Work required: Condense the paragraph of the abstract that begins "Regional and temporal patterns" into a short list, keeping its main findings.

Abstract

Regional and temporal patterns of the expression of basic fibroblast growth factor (bFGF), and two of its high affinity receptors (FGFR1 and FGFR2), were examined in the male rat brain during early postnatal development; the reverse transcription-polymerase chain reaction (RT-PCR) was used to obtain mRNA measurements which were expressed relative to mRNA for GAPDH as a constant. In the rat cerebrum, the mRNAs for bFGF and for FGFR2 were relatively low in amount within the first postnatal week, but by 28 days, they were as high as in the 1-year-old rat cerebrum. In contrast, the expression of FGFR1 was biphasic: mRNA levels were higher at postnatal days 1 and 28 than at day 21. Quantitation of mRNA from microdissected regions of 28-day-old rat brain revealed that the expression of bFGF and of FGFR2 showed a marked variation between regions but the expression of FGFR1 appeared less variable between the regions that were analyzed. For all three genes the hippocampus appeared to have high relative amounts of mRNA. The temporal patterns of expression of bFGF, FGFR1 and FGFR2 also differed with brain region during early postnatal development. In the occipital cortex and inferior colliculus, the mRNAs for bFGF and FGFR2 both increased in amount during the first month, unlike that for FGFR1. However, in the cerebellum, the highest expression of bFGF and FGFR1 mRNAs occurred at postnatal day 1; FGFR2 expression apparently showed less change with age. The temporal changes in bFGF, FGFR1 and FGFR2 expression in different brain regions during early postnatal development suggest that receptor regulation may permit different physiological effects of bFGF according to brain region and developmental age.

Recorded data
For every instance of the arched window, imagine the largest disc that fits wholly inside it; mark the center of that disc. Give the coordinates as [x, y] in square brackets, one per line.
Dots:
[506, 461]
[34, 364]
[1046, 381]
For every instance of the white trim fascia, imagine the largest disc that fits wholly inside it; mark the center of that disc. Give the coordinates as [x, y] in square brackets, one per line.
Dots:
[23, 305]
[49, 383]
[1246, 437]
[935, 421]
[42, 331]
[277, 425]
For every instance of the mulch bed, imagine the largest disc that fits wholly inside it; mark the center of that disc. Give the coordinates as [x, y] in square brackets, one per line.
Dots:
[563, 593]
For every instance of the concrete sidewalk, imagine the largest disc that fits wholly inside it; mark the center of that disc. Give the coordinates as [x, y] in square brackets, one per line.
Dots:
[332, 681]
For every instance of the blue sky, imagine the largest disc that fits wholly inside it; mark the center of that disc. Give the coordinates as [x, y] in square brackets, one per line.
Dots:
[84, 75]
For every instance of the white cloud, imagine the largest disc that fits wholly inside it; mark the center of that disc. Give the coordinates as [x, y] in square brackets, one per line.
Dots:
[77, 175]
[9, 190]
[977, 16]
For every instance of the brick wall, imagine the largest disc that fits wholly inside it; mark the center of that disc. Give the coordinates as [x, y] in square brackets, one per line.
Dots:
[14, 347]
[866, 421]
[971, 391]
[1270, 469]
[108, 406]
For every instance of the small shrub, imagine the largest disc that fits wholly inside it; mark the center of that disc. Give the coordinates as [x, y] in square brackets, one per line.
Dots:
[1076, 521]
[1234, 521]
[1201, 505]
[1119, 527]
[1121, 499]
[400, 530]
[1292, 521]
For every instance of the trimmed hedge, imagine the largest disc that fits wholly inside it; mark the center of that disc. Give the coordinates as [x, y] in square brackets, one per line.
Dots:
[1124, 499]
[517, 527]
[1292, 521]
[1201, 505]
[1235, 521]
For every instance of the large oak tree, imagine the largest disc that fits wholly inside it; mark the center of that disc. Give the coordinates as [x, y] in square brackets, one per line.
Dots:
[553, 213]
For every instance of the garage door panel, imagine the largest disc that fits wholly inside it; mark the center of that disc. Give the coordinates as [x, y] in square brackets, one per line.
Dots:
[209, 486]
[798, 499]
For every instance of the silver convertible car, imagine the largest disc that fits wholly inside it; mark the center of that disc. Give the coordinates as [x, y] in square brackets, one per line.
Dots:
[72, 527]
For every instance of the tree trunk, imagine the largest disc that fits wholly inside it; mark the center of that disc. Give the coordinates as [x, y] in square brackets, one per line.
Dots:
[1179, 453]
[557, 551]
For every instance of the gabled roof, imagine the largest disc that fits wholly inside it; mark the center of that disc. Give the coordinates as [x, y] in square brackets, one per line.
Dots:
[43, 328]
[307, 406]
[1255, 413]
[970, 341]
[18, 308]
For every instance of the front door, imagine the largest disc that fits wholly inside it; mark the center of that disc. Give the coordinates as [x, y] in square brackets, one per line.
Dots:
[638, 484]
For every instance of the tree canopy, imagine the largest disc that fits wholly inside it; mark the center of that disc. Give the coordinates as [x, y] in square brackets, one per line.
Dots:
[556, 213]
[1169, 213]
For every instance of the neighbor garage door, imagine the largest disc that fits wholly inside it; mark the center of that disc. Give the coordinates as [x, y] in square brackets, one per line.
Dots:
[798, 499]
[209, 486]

Exercise solution:
- The study measured expression of bFGF and two of its high-affinity receptors, FGFR1 and FGFR2, in male rat brain during early postnatal development. It used RT-PCR, with mRNA levels expressed relative to GAPDH mRNA.
- In the cerebrum, bFGF and FGFR2 mRNAs were relatively low in the first postnatal week. By day 28 they matched levels in the 1-year-old cerebrum.
- FGFR1 expression in the cerebrum was biphasic, with higher levels at days 1 and 28 than at day 21.
- At 28 days, bFGF and FGFR2 expression varied markedly between regions. FGFR1 varied less.
- The hippocampus appeared to have high relative mRNA amounts for all three genes.
- In the occipital cortex and inferior colliculus, bFGF and FGFR2 mRNAs increased during the first month, but FGFR1 mRNA did not.
- In the cerebellum, bFGF and FGFR1 expression peaked at day 1, while FGFR2 apparently changed less with age.
- These region- and age-dependent changes suggest that receptor regulation may allow bFGF to have different physiological effects by brain region and developmental age.